- _Brief_
Output, word for word, the lines of this listing that fall between the line with "Target: red flag with white cross" and the line with "the person walking", counting both of those lines, and no others.

------------------------------------------------

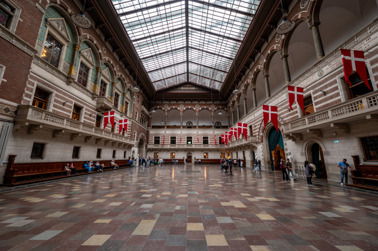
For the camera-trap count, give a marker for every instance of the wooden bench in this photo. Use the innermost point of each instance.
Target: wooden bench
(364, 176)
(24, 173)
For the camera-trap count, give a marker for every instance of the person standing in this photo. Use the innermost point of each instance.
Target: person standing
(289, 168)
(343, 165)
(308, 172)
(285, 176)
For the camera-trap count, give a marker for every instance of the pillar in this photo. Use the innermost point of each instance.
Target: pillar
(245, 106)
(286, 69)
(254, 98)
(267, 88)
(98, 80)
(71, 70)
(317, 40)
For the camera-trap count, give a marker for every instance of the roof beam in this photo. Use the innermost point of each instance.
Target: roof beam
(162, 53)
(205, 77)
(154, 82)
(215, 34)
(147, 8)
(157, 34)
(165, 67)
(212, 53)
(207, 67)
(223, 7)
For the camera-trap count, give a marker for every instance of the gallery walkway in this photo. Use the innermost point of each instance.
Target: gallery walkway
(187, 208)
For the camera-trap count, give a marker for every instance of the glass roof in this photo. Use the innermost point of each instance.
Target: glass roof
(181, 41)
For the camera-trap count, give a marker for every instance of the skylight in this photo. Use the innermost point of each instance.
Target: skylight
(181, 41)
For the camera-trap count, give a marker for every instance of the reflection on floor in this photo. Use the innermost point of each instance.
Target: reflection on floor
(187, 208)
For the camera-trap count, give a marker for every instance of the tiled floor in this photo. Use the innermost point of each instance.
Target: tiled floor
(187, 208)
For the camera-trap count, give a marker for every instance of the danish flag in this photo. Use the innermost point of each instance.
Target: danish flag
(122, 125)
(234, 131)
(243, 129)
(108, 116)
(354, 61)
(270, 114)
(296, 95)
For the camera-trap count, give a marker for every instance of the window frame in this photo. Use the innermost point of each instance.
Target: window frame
(50, 29)
(76, 154)
(86, 64)
(365, 148)
(41, 154)
(12, 25)
(48, 101)
(81, 112)
(205, 139)
(98, 153)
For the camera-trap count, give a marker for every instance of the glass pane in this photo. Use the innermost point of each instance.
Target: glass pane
(170, 46)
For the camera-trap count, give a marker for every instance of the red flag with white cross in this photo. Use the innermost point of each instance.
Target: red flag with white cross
(122, 125)
(243, 129)
(295, 95)
(270, 115)
(354, 61)
(108, 117)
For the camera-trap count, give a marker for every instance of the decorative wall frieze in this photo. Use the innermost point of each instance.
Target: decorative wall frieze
(16, 41)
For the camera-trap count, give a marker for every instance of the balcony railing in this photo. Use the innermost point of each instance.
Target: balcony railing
(35, 116)
(347, 111)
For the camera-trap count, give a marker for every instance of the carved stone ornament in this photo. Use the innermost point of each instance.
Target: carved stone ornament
(285, 27)
(81, 21)
(303, 3)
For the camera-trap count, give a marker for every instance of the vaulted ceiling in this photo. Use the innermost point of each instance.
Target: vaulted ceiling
(187, 41)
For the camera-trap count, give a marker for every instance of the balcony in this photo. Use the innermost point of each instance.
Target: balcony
(243, 144)
(338, 116)
(185, 147)
(34, 119)
(103, 104)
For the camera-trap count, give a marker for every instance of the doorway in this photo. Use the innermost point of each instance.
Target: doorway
(276, 148)
(189, 157)
(318, 160)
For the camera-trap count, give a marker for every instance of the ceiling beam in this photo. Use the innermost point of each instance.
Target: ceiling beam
(147, 8)
(223, 7)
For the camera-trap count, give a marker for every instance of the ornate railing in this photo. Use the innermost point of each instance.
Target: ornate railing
(359, 106)
(36, 116)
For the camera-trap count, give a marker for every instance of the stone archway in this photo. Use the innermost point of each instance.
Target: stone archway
(315, 154)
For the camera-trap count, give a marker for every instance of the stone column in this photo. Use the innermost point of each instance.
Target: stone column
(165, 119)
(254, 98)
(112, 91)
(267, 88)
(237, 113)
(197, 119)
(245, 106)
(71, 70)
(212, 119)
(317, 40)
(181, 118)
(98, 80)
(286, 69)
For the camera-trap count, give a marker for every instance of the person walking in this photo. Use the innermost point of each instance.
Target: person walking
(285, 176)
(308, 172)
(289, 168)
(343, 165)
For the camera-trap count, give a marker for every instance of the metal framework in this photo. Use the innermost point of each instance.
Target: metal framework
(186, 40)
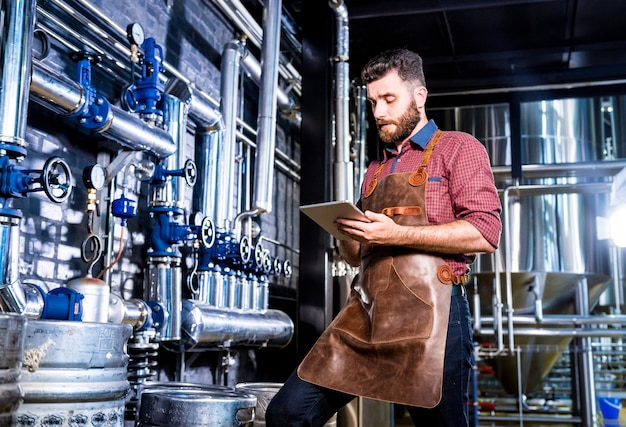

------------------------------------------------

- _Problem solution_
Target: red flag with white cross
(122, 125)
(243, 129)
(295, 95)
(270, 115)
(354, 61)
(108, 117)
For the camera-trap count, give a marker for every instance of the decorative wall frieze in this photo. Use the innermost point of each instance.
Target: decorative wall frieze
(16, 41)
For the camera-trap count, give a marker for every instance of the balcony railing in this photo. Use the innermost point of each instance.
Target: balcony railing
(35, 116)
(347, 111)
For the camera-trap count, give a marker for every instance of the carved stone ornament in this photo. Use the innermost point of each instance.
Target: carved stone ornament
(285, 27)
(81, 21)
(303, 3)
For the camera-trap count, give a marker for every instance of the vaulted ceiling in this photo. Use the innermost point of each instance.
Target: vaulted ceiling
(187, 41)
For the camera-trap count, give a marker for every instance of the balcony in this photo. Use the innermost point of each instance.
Target: balcony
(243, 144)
(338, 116)
(185, 147)
(34, 119)
(103, 104)
For the camera-trap count, give a marker for every instance of the doorway in this photo. Use the innermost point of each instance.
Target: doorway
(276, 148)
(189, 157)
(318, 160)
For the camera-trap count, give a marker for every instance of the ceiling beam in this photo. Use the innermost point of each instance.
Target: ceiling beam
(147, 8)
(223, 7)
For the camera-trap count, give a marker for every instance of the ornate railing in this photo. Use the innermost point of each instance.
Target: ornate railing
(359, 106)
(36, 116)
For the camera-trap count, give a marker for every instance of the stone archway in this photo. Use the innermost point of each instance.
Target: stone archway
(315, 154)
For the camera-trap count, give a marker for every instance of the stone column in this photo. Use the innermost point of each instance.
Target: stone column
(165, 119)
(254, 98)
(112, 91)
(267, 88)
(237, 113)
(197, 119)
(245, 106)
(71, 70)
(212, 119)
(317, 40)
(181, 118)
(98, 80)
(286, 69)
For the camera-trap count, give a marker for every instance of the person walking in this photo. Use the innermost point of each instance.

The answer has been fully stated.